(Region pointing data)
BEGIN
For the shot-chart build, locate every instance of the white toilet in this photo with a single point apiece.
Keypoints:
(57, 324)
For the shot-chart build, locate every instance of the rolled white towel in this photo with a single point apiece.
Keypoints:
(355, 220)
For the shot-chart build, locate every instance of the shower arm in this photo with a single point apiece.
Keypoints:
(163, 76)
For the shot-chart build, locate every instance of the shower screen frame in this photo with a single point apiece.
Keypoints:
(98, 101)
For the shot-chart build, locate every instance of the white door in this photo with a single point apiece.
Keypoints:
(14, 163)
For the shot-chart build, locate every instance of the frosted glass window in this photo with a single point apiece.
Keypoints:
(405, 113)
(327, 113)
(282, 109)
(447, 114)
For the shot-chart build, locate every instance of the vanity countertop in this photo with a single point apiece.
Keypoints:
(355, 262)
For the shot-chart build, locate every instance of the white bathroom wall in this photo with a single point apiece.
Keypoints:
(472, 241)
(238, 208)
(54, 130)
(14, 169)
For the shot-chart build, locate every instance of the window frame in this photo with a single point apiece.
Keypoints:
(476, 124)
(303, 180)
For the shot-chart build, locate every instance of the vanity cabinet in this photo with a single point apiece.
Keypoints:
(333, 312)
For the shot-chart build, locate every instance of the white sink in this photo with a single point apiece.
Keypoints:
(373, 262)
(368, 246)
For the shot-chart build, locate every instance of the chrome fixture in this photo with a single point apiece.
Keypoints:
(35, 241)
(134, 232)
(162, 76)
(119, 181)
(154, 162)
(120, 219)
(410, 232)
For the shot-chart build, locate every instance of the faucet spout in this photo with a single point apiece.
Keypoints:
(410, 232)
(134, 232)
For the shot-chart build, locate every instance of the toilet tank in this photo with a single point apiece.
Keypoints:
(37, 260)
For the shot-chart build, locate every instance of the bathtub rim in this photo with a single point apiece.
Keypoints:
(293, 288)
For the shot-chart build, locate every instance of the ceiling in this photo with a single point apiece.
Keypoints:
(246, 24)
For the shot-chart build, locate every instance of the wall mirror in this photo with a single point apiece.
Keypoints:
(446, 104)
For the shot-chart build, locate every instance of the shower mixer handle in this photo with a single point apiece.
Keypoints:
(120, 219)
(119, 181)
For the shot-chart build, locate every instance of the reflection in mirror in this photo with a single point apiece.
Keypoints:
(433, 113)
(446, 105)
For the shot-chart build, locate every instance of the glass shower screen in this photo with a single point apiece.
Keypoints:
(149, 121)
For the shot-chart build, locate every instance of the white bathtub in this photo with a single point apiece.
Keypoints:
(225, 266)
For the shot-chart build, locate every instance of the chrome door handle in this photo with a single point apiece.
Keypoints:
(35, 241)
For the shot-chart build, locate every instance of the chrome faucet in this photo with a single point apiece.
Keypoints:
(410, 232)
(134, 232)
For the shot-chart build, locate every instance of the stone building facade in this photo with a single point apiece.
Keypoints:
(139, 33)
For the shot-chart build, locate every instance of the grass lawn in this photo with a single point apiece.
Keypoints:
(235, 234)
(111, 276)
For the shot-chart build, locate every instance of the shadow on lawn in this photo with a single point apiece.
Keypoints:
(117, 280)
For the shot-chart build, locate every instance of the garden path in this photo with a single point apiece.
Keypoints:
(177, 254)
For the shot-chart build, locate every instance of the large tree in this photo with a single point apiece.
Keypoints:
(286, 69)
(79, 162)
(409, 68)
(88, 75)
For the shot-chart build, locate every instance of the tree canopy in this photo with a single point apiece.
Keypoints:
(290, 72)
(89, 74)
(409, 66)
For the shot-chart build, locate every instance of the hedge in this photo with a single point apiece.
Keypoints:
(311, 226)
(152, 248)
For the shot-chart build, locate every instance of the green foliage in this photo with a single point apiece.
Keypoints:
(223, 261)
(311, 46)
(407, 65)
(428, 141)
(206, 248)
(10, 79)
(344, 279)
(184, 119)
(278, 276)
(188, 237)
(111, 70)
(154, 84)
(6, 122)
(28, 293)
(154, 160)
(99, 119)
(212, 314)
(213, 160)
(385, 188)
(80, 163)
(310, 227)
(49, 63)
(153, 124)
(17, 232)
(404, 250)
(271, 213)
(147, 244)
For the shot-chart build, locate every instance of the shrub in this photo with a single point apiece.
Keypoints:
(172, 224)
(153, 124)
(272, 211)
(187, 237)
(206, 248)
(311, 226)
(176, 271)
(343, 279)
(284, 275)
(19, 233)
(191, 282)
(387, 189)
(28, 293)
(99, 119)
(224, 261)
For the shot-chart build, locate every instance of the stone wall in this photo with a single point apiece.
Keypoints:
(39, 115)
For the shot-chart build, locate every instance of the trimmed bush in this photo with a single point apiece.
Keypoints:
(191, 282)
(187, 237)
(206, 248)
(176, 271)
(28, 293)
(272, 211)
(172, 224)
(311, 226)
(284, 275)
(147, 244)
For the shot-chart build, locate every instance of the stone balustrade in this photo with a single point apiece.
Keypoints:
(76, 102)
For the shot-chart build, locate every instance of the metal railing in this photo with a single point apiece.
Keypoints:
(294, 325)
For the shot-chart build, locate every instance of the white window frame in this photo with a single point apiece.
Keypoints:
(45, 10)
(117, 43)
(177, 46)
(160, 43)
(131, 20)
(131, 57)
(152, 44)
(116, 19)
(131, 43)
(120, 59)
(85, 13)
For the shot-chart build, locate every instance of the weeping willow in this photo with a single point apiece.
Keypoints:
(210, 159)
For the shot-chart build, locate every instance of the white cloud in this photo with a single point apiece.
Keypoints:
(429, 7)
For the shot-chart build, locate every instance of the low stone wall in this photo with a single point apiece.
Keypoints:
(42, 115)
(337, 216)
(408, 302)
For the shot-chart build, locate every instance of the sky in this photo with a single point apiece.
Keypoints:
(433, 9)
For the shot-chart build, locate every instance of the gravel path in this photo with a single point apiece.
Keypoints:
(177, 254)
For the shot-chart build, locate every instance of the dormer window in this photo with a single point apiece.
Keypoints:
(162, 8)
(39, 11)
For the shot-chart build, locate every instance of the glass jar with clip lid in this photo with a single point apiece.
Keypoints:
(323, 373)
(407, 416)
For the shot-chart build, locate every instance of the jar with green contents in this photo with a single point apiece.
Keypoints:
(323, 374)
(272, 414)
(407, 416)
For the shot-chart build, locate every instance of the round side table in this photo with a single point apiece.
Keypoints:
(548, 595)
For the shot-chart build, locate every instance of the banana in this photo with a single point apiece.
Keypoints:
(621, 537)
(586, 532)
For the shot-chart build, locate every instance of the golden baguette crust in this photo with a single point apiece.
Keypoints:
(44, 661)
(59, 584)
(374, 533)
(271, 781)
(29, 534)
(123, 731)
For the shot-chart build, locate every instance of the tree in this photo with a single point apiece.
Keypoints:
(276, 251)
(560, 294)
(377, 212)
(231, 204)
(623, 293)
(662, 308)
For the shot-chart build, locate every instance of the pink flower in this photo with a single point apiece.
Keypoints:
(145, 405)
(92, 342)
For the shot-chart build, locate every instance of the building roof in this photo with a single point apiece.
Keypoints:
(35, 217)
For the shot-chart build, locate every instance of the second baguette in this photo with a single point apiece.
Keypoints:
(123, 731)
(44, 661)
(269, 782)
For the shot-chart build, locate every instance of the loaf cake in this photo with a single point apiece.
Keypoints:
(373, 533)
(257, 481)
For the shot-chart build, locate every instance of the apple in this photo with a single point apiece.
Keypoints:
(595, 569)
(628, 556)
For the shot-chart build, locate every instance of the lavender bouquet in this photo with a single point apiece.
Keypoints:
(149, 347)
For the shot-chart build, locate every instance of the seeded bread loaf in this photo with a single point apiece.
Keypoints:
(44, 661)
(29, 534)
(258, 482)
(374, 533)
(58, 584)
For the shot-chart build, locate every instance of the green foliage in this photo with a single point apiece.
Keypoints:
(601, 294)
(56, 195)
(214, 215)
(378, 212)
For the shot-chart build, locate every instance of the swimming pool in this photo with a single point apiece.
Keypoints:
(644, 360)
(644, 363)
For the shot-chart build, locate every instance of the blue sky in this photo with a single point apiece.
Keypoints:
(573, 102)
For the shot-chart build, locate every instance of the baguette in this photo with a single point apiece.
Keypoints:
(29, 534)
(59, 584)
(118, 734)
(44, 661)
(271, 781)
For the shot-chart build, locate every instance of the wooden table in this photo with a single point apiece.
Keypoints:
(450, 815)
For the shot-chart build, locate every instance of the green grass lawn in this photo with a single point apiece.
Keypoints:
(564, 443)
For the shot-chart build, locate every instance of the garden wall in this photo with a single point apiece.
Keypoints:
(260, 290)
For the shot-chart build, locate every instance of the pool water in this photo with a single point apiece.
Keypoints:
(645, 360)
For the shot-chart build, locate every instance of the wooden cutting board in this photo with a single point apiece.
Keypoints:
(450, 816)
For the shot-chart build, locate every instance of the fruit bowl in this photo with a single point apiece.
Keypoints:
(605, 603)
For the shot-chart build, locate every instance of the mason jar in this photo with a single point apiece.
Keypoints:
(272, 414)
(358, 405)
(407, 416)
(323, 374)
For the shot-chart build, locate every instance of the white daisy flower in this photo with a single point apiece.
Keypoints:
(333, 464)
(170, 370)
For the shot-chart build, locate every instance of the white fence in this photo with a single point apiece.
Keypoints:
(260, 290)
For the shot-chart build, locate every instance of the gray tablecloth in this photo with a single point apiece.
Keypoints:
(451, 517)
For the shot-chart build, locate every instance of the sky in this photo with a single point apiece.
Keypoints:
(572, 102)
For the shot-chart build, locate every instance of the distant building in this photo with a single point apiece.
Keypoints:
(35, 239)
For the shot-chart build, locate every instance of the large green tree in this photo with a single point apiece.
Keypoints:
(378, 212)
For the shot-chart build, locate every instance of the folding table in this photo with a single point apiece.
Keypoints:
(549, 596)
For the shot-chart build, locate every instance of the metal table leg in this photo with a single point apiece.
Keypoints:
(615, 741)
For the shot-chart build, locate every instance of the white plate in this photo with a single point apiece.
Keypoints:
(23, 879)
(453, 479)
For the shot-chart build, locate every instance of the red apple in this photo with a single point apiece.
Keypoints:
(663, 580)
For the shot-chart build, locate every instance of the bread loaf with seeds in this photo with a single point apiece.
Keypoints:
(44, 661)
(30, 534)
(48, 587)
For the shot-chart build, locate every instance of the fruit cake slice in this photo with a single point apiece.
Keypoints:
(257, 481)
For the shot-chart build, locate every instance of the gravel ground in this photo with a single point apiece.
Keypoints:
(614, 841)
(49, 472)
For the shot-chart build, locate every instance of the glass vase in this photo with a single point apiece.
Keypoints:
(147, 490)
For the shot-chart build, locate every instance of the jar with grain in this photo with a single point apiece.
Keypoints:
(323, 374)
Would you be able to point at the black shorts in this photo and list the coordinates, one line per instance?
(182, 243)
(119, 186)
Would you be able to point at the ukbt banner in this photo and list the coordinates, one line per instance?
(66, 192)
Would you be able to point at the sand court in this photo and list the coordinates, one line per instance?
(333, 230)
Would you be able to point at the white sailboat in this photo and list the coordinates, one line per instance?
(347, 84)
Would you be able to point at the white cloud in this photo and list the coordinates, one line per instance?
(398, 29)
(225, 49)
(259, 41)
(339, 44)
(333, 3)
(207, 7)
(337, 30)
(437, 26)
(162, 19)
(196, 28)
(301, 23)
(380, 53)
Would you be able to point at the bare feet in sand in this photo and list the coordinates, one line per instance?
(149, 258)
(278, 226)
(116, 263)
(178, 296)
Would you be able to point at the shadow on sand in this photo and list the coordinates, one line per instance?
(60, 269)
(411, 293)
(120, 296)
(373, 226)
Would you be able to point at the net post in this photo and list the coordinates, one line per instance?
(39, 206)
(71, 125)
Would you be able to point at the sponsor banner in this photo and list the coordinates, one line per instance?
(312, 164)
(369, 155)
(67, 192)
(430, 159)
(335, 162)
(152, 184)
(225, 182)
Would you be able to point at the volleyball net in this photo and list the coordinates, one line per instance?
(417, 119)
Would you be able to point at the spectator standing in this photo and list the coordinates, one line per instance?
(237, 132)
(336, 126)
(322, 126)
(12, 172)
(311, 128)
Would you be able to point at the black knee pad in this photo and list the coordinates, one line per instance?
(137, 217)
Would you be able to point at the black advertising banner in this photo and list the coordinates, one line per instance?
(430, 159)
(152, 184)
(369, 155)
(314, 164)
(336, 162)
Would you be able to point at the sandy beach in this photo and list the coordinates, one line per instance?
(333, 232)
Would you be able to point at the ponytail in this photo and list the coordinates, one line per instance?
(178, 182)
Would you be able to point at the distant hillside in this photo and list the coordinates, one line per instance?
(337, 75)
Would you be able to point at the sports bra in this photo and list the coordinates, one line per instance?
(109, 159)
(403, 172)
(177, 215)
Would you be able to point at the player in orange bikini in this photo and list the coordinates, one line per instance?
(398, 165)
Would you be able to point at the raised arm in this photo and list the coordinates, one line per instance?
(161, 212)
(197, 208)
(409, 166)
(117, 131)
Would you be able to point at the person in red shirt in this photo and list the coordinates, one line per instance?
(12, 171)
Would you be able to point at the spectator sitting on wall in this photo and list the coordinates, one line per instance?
END
◆ **Your instructions**
Show me all lines in the records that contain "stone".

◆ **Answer box**
For the shot-chart build, locate every instance of the stone building facade in this photo with a single point apiece.
For the shot-chart build, locate every instance of the stone wall in this photo with a single point apiece.
For the shot-chart build, locate every instance of the stone balustrade in this photo with a single point apiece.
For the shot-chart build, locate every instance of the low stone wall in this photo with a single point apiece.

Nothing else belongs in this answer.